DIRECTIONS FOR THIS TASK:
Switch "pickup truck" to "delivery van" throughout the lines below and write them out again with everything else unchanged. Leave out the pictures.

§

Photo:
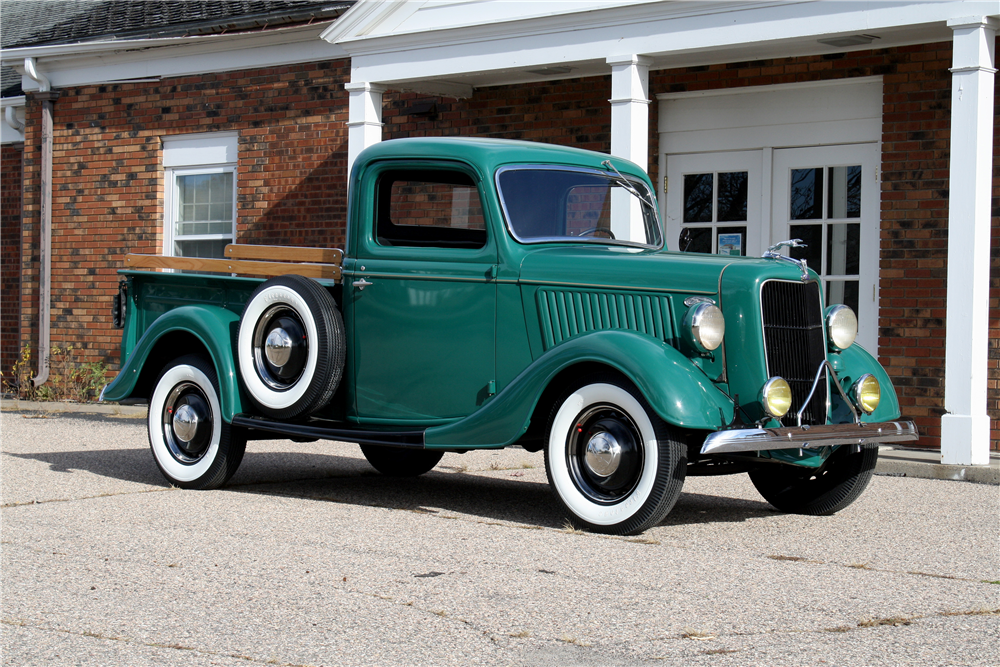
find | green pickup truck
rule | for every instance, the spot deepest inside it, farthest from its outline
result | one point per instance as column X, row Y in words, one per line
column 495, row 294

§

RESPONSE BELOW:
Photo:
find | green delivery van
rule | for every instance, the spot deepest inside it, farthest from its outline
result | one point per instance as column X, row Y in words, one per line
column 495, row 294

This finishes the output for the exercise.